• Énoncé: Pour chaque affirmation ci-dessous, dites par oui ou par non si la fiche sur Le député et Navajeros la confirme, puis citez mot pour mot le passage décisif. (a) La musique est signée Burning. (b) Les sous-titres sont en espagnol. (c) Roberto Orbea appartient à un parti de droite.

• Document:
····················

LE DÉPUTÉ & NAVAJEROS
El Diputado, Navajeros – Espagne – 1978, 1980
Support : Bluray & DVD
Genre : Drame
Réalisateur : Eloy de la Iglesia
Acteurs : José Sacristan, Maria Luisa San José, José Luis Alonso, Enrique Vivo, José Luis Manzano, Isela Vega, Veronica Castro, Jaime Garza…
Musique : Burning
Durée : 110 et 95 minutes
Image : 1.66 16/9
Son : Espagnol PCM 2.0
Sous-titres : Français
Editeur : Artus Films
Date de sortie : 7 mai 2024
LE PITCH
Membre d’un parti de gauche, Roberto Orbea est élu député. Marié à Carmen, il tente de camoufler son homosexualité. Mais ses adversaires politiques découvrent sa double vie et engagent un jeune prostitué, Juan, pour faire éclater un scandale / Âgé d’à peine 15 ans, El Jaro tente de survivre dans son pays dont le taux de chômage n’a jamais été aussi haut. Avec sa bande, il commet de menus larcins et croise la violence chaque nuit, …
La nouvelle chair
Après de fort belles éditions consacrées à La semaine d’un assassin (aka Cannibal Man) et à un trio de films « quinqui » (sous-genre consacrée à la violence juvénile), Artus Films poursuit son exploration du cinéma subversif d’Eloy de la Iglesia avec un joli doublé qui rend compte de l’état de la société espagnole après la chute du franquisme. Mélangeant politique, sexualité, violence et fatalisme, Le député et Navajeros s’affichent comme de purs produits de leur époque et poussent à la réflexion, chacun à sa façon.

····················

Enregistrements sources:
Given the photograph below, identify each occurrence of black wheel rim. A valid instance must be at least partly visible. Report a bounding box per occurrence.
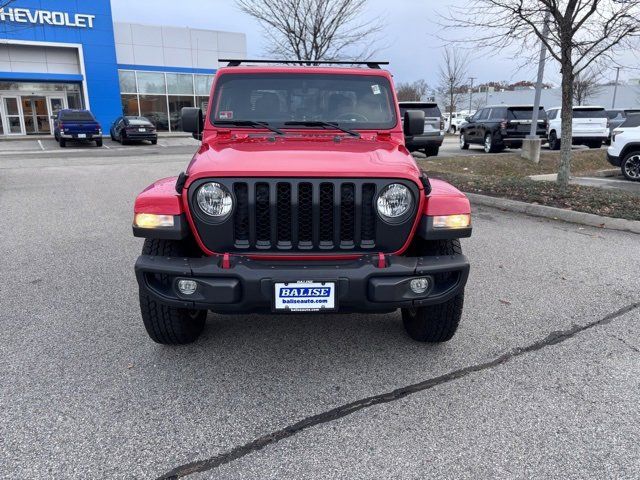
[624,155,640,180]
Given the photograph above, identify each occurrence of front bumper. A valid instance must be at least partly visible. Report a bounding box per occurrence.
[404,132,444,149]
[60,132,102,140]
[135,255,469,313]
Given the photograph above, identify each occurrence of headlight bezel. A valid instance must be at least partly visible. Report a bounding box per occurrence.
[374,182,417,225]
[192,180,237,223]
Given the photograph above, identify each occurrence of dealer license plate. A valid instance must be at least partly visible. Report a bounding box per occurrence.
[274,282,336,312]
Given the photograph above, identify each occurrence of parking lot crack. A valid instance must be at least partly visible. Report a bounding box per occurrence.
[158,302,640,480]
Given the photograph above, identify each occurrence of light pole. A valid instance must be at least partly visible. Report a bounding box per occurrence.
[611,67,620,109]
[522,11,551,163]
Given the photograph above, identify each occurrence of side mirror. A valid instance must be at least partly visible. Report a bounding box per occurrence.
[404,110,424,135]
[180,107,204,139]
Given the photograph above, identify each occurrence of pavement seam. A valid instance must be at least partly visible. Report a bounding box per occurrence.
[157,302,640,480]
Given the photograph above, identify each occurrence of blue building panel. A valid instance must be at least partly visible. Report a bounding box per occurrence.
[0,0,122,130]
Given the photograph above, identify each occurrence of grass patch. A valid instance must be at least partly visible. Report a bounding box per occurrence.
[416,150,640,221]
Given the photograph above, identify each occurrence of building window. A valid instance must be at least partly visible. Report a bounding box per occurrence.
[167,73,193,95]
[121,94,140,117]
[140,95,169,131]
[118,70,214,131]
[137,72,167,95]
[195,75,213,97]
[169,95,193,132]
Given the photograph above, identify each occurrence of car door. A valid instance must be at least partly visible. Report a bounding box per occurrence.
[471,108,489,143]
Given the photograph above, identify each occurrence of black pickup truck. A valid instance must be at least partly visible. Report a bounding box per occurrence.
[460,105,547,153]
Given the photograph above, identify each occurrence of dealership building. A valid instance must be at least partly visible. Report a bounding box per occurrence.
[0,0,247,138]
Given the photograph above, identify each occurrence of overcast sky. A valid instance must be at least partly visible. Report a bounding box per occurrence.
[111,0,640,87]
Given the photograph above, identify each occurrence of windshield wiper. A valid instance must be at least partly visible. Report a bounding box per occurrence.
[284,120,360,138]
[215,120,286,135]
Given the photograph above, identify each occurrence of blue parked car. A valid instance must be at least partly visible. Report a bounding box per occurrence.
[53,110,102,147]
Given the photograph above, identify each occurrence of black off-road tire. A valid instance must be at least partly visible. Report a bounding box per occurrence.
[139,239,207,345]
[402,240,464,343]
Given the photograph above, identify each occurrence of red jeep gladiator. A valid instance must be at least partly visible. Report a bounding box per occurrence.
[133,60,471,344]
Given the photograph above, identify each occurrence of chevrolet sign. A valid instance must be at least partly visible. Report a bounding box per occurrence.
[0,8,96,28]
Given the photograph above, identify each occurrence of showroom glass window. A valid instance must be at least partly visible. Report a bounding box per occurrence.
[118,70,218,131]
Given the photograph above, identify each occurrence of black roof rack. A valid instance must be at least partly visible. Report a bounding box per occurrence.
[218,58,389,69]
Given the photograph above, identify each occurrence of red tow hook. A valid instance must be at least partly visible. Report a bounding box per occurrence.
[222,253,231,270]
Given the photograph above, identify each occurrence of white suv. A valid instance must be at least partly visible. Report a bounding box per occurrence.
[547,106,609,150]
[607,114,640,182]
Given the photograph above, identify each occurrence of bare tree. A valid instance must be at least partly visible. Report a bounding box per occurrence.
[438,47,467,127]
[443,0,640,186]
[396,80,429,102]
[573,69,602,105]
[236,0,382,63]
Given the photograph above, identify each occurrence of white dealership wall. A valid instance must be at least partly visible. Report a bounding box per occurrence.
[113,22,247,70]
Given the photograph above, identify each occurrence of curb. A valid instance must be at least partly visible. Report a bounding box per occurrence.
[465,193,640,234]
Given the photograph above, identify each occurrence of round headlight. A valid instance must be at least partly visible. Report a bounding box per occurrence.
[196,182,233,217]
[377,183,413,220]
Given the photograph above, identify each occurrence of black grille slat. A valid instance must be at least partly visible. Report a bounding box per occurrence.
[233,183,249,248]
[319,183,333,248]
[298,183,313,247]
[255,183,271,248]
[276,183,292,248]
[361,183,376,247]
[340,183,356,246]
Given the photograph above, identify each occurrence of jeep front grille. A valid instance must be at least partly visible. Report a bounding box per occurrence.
[189,178,418,254]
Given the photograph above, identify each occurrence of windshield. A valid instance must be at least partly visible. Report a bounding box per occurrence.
[400,103,442,118]
[211,73,397,129]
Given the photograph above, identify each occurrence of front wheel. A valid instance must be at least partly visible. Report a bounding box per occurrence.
[402,240,464,343]
[620,152,640,182]
[139,239,207,345]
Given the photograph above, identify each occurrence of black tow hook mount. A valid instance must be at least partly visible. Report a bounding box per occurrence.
[176,172,188,194]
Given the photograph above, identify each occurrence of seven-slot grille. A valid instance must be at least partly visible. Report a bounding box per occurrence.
[190,178,418,253]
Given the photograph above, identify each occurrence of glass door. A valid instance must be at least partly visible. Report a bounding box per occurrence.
[22,97,51,135]
[2,97,24,135]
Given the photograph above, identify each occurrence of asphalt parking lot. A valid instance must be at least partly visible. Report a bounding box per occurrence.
[0,144,640,479]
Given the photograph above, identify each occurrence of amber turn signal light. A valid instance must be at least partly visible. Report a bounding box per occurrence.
[133,213,173,228]
[433,213,471,228]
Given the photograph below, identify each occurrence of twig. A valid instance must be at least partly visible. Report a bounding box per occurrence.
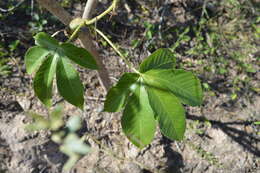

····················

• Bonne réponse:
(a) Oui : « Musique : Burning ».
(b) Non : « Sous-titres : Français ».
(c) Non : « Membre d’un parti de gauche ».